* [読む文章]
本発明は、車両用操舵装置に関し、特にセンサ等の故障が生じた場合に当該故障の発生を簡易に検出可能であり、さらに故障発生後に車両の操舵を継続して行うことのできる車両用操舵装置、当該装置の故障判定方法、及び転舵モータ制御方法に関する。
車両用操舵装置の一例として、操舵機構と舵取り機構とを機械的に連結していないステア・バイ・ワイヤシステムと称される装置が提案されている。
当該装置は、操舵機構と舵取り機構とが機械的に連結されていない一方で、操舵機構側及び舵取り機構側に設けられた各種センサからの入力に応じて、舵取り機構側に設けられた転舵モータを制御する舵取り制御部を備えている。操舵機構側に設けられるセンサの一例としては、車両の運転手により回転操作される操舵部の操舵角を検出する操舵角センサや、操舵部に加えた操舵トルクを検出するトルクセンサ等が挙げられる。また、舵取り機構側に設けられるセンサの一例としては、転舵モータの回転角を検出するモータ角センサや、転舵モータの駆動により転舵される転舵輪の転舵角を検出する転舵角センサ等が挙げられる。
特開平10−197238号公報 特開2013−112279号公報
上述のステア・バイ・ワイヤシステムでは、操舵機構と舵取り機構との機械的な連結に替え、各種のセンサからの入力に応じて舵取り制御部が転舵モータを駆動制御することにより、操舵部の回転操作に応じた車両の操舵を可能としている関係上、一部のセンサの不調による故障、或いは転舵モータの回転動作に連動する機械的要素の故障等を検出する必要がある。
本発明は上記課題を解決すべく、一部のセンサ、或いは転舵モータの回転動作に連動する機械的要素等に故障が生じた場合に、簡易な処理により故障の発生を検出可能な車両用操舵装置、及び車両用操舵装置の故障判定方法等を提供する。

* [目的 A] 車両用操舵装置の文章で、センサの一例として名前が挙がっているものをすべて挙げてください。
文章とエントリには互いに何の関係もありません。

* [作業用データ]
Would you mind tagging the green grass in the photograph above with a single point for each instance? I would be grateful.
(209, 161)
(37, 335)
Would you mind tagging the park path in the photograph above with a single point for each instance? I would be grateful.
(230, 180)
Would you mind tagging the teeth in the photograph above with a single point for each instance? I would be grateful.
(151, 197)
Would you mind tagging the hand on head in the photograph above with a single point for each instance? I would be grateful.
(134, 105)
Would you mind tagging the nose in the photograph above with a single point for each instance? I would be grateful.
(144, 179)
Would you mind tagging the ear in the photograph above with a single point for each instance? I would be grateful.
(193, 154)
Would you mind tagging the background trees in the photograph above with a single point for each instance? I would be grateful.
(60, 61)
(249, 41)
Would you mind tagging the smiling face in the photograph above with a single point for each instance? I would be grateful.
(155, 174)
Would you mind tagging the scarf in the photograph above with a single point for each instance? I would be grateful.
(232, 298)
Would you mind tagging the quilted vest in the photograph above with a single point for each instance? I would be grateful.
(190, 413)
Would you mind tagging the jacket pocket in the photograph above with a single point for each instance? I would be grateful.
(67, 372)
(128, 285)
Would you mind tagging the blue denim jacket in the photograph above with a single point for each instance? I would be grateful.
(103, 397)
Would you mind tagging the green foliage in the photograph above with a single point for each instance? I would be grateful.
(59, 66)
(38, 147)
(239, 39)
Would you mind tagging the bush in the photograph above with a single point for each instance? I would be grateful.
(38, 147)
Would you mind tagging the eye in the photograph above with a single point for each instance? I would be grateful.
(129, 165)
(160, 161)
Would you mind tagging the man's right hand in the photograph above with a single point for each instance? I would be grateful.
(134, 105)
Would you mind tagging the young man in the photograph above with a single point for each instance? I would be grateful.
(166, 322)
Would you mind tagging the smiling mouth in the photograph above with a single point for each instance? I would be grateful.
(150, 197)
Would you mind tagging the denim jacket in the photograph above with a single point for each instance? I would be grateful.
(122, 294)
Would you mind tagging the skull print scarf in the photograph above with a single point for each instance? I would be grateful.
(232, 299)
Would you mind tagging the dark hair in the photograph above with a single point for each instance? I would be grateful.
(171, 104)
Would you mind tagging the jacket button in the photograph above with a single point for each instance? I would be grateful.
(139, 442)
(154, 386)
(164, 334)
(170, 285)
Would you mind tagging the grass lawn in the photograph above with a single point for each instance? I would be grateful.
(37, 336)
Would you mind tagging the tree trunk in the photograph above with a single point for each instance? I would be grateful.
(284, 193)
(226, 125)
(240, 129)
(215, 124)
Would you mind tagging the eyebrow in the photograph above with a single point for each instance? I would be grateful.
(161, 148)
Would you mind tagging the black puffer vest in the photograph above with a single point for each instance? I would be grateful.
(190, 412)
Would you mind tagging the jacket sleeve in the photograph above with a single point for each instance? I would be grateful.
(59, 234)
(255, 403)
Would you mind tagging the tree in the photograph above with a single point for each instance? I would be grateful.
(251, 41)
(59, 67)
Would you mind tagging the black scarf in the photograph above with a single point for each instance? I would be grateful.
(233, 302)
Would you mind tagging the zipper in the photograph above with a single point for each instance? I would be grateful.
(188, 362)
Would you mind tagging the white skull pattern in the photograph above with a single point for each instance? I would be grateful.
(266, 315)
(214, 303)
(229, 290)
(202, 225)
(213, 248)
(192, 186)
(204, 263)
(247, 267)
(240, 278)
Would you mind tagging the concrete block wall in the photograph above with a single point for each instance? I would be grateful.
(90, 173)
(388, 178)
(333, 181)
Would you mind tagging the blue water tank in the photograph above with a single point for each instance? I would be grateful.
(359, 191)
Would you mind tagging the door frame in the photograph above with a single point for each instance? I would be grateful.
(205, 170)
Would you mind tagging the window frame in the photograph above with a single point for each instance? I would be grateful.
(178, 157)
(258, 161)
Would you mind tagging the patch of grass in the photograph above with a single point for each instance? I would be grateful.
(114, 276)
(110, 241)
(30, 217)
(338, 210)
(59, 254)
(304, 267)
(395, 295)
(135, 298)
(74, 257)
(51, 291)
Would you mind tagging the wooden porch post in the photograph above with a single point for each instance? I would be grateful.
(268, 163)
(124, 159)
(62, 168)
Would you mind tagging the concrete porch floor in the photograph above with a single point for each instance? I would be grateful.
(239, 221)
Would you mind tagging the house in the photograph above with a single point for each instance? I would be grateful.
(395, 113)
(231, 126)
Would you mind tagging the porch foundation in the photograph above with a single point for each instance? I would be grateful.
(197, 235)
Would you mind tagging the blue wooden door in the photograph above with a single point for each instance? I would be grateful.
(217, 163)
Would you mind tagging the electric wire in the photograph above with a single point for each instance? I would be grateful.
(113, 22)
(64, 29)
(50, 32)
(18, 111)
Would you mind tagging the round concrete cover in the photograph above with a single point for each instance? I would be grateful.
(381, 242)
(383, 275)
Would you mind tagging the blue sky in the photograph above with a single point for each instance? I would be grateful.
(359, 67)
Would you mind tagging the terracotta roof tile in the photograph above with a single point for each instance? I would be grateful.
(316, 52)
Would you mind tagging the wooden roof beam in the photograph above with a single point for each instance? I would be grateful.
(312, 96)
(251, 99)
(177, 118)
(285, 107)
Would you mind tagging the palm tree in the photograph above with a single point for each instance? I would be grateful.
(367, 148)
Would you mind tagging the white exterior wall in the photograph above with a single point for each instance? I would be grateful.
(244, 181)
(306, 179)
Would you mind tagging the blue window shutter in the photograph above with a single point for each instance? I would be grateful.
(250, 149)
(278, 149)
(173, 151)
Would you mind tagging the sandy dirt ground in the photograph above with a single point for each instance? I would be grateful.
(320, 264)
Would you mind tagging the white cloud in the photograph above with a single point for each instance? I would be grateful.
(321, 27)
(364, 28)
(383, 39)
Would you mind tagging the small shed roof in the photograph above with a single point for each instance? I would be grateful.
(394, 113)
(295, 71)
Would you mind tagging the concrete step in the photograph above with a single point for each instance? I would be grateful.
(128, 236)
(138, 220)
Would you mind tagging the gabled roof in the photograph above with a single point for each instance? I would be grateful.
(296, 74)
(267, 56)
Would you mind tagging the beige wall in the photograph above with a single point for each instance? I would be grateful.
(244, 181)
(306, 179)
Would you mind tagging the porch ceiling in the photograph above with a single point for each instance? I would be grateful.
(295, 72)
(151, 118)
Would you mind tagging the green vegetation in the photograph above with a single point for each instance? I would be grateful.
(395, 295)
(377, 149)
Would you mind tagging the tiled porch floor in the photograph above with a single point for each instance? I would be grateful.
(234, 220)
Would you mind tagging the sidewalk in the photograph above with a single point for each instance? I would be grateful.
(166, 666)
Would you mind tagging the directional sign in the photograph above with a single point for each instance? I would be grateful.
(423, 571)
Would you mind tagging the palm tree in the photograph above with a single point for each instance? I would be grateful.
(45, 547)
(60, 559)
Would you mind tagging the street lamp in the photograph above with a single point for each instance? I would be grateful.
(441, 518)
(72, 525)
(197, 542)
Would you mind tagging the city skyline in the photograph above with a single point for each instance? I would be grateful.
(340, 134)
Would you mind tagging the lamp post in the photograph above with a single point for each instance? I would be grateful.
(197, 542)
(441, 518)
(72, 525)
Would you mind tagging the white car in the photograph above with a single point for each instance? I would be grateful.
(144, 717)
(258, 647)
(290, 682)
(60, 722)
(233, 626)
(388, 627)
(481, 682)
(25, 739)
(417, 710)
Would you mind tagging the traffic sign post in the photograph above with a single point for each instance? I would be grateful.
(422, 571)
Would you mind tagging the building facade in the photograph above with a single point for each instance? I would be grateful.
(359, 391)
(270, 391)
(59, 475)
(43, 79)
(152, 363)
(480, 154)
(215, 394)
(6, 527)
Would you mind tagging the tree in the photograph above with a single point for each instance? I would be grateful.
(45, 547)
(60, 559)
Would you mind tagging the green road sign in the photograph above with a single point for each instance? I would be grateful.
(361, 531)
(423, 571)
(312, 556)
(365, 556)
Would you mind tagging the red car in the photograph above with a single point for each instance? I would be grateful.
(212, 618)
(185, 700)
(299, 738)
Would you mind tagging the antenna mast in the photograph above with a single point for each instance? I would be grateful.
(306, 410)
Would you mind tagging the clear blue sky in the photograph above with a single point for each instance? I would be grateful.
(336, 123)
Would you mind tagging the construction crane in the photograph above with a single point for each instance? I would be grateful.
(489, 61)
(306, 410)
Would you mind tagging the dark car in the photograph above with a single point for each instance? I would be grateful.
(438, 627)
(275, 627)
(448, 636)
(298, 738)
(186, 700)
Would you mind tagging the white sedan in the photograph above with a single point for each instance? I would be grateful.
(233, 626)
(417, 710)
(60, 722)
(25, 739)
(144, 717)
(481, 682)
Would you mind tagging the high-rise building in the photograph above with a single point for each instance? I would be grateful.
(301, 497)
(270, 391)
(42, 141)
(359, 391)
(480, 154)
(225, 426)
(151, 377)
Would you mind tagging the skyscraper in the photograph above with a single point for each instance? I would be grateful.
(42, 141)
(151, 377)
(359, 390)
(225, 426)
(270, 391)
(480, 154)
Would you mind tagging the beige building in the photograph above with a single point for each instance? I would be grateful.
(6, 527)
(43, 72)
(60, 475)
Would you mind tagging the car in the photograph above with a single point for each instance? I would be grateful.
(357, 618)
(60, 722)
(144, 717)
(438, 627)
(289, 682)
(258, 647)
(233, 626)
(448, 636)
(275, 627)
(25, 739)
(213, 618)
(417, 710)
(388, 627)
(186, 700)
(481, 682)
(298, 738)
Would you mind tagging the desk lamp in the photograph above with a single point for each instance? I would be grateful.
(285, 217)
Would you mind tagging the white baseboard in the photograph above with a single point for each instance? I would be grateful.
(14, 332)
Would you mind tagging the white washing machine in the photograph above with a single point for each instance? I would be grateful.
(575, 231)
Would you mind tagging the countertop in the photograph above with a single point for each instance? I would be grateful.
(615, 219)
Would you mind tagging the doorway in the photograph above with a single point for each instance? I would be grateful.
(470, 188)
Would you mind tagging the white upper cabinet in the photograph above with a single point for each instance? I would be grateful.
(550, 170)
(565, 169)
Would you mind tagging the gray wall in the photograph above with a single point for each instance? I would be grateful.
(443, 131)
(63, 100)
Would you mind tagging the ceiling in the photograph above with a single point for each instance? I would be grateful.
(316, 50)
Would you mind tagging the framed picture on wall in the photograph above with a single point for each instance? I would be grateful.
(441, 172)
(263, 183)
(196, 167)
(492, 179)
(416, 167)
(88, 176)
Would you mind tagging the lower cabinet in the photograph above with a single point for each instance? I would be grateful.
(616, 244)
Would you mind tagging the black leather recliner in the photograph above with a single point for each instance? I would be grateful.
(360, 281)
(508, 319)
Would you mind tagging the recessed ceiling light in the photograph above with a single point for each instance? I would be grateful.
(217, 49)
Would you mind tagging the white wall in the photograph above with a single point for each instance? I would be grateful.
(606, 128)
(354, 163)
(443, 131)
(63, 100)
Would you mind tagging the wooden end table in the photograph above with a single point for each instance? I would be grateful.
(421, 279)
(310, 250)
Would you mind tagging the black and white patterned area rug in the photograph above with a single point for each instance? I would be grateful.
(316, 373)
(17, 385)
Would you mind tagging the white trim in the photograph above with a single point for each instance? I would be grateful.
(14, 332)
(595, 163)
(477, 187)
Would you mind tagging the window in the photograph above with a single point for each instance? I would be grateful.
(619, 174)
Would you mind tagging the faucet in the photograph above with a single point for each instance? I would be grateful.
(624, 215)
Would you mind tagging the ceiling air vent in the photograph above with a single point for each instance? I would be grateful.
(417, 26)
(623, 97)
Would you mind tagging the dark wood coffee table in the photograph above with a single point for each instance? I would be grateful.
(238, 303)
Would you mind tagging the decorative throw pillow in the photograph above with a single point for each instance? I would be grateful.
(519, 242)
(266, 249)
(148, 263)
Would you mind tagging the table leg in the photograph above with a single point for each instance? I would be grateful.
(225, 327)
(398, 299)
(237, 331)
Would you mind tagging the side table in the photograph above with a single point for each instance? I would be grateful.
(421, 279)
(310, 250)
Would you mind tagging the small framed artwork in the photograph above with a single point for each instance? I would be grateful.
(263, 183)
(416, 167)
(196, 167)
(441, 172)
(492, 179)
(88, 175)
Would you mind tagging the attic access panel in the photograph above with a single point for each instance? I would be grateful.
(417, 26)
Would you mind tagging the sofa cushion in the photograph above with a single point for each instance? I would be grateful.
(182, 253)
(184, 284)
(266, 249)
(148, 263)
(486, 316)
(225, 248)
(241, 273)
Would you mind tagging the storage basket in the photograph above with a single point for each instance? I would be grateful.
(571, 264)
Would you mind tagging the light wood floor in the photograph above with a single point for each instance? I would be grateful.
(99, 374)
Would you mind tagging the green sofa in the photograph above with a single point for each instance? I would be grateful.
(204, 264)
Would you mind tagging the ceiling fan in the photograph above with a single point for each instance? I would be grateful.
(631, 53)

* [目的 B] エントリから、文字列「dark」を含む行をすべて集めて書き写すこと。大文字と小文字は区別する。

* [解答 A]
操舵角センサ
トルクセンサ
モータ角センサ
転舵角センサ

* [解答 B]
Would you mind tagging the dark hair in the photograph above with a single point for each instance? I would be grateful.
Would you mind tagging the dark car in the photograph above with a single point for each instance? I would be grateful.
Would you mind tagging the dark wood coffee table in the photograph above with a single point for each instance? I would be grateful.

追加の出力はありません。